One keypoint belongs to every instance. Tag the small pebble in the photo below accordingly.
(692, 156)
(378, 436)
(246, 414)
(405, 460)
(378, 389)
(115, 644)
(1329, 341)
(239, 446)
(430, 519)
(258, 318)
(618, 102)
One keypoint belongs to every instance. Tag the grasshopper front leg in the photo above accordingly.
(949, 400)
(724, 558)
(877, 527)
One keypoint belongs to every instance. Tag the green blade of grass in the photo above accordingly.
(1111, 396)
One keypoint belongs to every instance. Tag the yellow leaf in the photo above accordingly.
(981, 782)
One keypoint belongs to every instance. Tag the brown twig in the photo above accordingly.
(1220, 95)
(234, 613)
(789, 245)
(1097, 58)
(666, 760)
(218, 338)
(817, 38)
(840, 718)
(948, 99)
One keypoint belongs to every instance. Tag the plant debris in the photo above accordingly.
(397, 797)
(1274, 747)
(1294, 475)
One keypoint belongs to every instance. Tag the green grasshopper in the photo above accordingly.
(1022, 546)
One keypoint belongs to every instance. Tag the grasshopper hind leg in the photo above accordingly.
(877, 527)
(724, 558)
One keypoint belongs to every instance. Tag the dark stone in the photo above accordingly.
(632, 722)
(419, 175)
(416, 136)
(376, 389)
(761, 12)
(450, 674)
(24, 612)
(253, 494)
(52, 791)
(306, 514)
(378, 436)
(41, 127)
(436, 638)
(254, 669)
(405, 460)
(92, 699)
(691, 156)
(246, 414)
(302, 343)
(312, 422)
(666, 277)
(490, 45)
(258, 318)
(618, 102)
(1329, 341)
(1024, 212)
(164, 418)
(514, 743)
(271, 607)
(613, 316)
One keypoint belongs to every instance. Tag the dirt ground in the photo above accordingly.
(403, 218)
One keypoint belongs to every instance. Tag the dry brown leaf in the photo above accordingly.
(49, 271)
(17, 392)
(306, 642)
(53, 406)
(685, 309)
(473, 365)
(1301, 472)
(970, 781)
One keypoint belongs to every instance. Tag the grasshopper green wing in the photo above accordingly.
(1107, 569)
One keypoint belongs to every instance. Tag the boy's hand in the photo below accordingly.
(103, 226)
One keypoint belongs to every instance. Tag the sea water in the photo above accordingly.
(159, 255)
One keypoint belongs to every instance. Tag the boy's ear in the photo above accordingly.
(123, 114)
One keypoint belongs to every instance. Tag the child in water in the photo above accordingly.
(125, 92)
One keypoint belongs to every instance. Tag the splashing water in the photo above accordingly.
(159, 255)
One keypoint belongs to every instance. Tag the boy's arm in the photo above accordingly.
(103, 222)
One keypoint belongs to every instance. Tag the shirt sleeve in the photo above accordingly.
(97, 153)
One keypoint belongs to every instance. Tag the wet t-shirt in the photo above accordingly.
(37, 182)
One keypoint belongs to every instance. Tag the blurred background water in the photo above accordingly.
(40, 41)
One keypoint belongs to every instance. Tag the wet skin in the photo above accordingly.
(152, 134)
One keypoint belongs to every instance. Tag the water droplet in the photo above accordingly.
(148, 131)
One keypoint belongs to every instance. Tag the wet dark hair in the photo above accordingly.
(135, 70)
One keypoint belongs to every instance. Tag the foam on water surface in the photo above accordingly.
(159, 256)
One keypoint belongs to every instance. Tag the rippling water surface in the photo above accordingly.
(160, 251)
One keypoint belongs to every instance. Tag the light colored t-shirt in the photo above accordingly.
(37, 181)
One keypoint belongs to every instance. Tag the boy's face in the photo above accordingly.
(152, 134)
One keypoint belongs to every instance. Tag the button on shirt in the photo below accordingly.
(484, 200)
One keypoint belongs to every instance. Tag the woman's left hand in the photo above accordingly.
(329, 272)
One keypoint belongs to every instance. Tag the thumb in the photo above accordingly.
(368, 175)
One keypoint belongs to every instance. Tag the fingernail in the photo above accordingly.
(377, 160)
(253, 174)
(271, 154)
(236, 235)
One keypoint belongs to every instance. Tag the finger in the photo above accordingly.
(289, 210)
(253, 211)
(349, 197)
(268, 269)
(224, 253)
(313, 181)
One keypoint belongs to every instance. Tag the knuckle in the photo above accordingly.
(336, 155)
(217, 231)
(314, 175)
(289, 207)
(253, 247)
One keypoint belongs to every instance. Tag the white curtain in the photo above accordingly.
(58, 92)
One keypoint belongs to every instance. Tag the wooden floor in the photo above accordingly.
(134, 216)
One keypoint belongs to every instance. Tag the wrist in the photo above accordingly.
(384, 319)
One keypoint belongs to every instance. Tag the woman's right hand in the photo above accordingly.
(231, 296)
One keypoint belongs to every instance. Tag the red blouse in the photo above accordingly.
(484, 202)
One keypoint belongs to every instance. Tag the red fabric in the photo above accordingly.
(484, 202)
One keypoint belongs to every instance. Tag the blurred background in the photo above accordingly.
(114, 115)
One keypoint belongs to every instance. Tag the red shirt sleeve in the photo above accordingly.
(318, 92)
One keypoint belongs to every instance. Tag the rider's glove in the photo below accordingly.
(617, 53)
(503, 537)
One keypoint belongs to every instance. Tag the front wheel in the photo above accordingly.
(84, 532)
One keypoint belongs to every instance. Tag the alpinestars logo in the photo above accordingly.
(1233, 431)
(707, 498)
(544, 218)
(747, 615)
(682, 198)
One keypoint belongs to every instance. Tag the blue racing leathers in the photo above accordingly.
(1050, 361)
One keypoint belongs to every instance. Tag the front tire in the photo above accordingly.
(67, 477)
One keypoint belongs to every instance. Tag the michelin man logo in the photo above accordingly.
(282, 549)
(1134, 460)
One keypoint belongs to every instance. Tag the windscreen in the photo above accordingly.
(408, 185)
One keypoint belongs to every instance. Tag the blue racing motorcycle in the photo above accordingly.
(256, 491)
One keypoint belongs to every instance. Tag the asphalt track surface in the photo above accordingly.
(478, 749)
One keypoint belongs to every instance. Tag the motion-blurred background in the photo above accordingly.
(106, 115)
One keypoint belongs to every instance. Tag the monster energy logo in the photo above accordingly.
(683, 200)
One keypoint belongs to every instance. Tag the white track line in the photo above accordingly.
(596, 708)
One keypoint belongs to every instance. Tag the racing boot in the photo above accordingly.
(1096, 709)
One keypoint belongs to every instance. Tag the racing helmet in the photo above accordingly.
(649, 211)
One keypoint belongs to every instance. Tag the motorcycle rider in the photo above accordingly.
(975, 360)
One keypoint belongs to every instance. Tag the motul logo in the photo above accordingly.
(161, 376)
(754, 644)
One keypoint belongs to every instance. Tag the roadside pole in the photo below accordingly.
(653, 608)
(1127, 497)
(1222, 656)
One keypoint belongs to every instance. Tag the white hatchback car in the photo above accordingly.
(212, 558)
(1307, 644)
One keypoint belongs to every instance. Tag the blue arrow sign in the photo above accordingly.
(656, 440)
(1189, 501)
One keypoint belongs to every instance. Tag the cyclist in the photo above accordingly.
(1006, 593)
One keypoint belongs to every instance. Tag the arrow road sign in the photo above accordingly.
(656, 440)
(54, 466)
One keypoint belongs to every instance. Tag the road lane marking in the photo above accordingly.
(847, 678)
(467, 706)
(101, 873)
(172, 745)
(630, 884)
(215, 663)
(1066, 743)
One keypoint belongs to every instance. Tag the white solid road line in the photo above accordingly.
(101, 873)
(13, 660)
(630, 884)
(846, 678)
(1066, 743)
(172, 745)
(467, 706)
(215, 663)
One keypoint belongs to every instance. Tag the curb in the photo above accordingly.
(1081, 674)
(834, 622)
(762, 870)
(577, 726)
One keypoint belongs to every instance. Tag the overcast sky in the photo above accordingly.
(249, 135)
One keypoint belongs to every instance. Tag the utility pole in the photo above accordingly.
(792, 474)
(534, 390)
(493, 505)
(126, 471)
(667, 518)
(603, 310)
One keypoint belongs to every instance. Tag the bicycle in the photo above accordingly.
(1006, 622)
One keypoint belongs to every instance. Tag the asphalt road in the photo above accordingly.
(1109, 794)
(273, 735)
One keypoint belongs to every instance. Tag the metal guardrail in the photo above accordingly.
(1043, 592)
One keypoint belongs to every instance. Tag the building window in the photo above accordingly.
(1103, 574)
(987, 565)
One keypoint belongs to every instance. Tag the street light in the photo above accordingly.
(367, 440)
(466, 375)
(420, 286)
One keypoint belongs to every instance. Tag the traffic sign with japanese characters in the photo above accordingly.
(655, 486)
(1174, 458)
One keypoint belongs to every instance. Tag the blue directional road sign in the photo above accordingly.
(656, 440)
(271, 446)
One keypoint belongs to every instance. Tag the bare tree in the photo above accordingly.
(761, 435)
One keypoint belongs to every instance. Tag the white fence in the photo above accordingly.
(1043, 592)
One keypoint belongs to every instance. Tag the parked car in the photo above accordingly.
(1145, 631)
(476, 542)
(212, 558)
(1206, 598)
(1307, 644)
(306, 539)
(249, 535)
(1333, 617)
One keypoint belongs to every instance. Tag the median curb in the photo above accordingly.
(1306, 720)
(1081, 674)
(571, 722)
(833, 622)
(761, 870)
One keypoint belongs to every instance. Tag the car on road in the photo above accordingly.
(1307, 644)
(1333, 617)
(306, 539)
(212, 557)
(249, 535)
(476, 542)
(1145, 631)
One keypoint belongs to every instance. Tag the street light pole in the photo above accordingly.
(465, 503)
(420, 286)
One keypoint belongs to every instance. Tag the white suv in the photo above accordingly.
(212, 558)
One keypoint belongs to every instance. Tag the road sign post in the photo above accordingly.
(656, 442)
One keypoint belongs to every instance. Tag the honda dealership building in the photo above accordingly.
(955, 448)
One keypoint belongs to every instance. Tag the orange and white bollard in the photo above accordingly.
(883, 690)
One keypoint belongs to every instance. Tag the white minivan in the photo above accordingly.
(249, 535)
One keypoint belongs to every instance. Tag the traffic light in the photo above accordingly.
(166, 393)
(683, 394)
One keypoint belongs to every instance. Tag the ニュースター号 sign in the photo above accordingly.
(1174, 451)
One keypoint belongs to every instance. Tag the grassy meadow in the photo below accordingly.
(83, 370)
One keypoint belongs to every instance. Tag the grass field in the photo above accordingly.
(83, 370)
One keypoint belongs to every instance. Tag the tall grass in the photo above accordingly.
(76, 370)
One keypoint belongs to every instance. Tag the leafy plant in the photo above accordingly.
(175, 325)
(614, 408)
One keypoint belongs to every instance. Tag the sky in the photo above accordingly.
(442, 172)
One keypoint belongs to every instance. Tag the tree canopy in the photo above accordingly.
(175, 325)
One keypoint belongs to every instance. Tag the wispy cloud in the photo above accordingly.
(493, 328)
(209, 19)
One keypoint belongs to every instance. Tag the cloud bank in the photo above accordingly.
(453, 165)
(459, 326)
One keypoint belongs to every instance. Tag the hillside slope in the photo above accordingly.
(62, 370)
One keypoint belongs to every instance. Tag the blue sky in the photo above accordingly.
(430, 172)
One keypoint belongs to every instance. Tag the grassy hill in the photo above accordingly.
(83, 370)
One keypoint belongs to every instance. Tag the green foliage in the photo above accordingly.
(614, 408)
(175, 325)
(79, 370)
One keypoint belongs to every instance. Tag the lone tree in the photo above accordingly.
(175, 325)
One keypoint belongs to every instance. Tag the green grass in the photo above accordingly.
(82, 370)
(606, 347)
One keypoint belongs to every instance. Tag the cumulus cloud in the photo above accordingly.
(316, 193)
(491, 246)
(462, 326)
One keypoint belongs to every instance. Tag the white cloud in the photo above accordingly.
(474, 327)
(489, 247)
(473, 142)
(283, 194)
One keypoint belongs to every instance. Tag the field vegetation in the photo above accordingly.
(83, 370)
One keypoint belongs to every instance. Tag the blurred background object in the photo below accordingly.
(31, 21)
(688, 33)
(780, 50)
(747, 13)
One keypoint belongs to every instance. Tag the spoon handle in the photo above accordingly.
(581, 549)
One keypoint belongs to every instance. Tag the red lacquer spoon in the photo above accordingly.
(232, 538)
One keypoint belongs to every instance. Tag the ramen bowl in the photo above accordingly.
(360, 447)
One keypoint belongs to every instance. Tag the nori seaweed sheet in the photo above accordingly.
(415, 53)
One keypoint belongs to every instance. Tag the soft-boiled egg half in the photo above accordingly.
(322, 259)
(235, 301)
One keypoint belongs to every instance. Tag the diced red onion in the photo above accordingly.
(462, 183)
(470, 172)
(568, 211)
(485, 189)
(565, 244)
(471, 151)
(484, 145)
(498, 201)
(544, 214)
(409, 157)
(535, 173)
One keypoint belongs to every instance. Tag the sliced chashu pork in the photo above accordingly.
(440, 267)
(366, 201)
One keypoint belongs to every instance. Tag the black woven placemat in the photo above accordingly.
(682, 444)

* _Given task_:
What are the lines from the one with "One keypoint belongs to every instance. Tag the field" through the last line of the records above? Quote them exactly and add nothing.

* _Task answer_:
One keypoint belongs to every instance. Tag the field vegetation in the photo above accordingly.
(83, 370)
One keypoint belongs to every instance. Tag the blurred background object in the photo below accordingly.
(31, 21)
(688, 33)
(780, 50)
(747, 13)
One keypoint belongs to every instance. Tag the spoon handle in the photo above accordingly.
(581, 549)
One keypoint belongs to every instance. Tag the red lacquer spoon in the photo above accordingly.
(232, 538)
One keypoint belongs to every instance. Tag the ramen bowl in the photo above accordingly.
(360, 447)
One keypoint belongs to every instance. Tag the nori seaweed sheet in the photo above accordingly.
(415, 53)
One keypoint belongs to every instance. Tag the soft-boiled egg half in the photo above accordingly.
(322, 259)
(235, 301)
One keypoint belongs to every instance. Tag the diced red onion in the photo above accordingly.
(462, 183)
(470, 172)
(568, 211)
(485, 189)
(565, 244)
(471, 151)
(484, 145)
(498, 201)
(544, 214)
(409, 157)
(535, 173)
One keypoint belongs to every instance. Tag the sliced chashu pork in the photo above accordingly.
(440, 267)
(366, 201)
One keypoint belongs to every instance. Tag the black woven placemat in the photo above accordingly.
(682, 444)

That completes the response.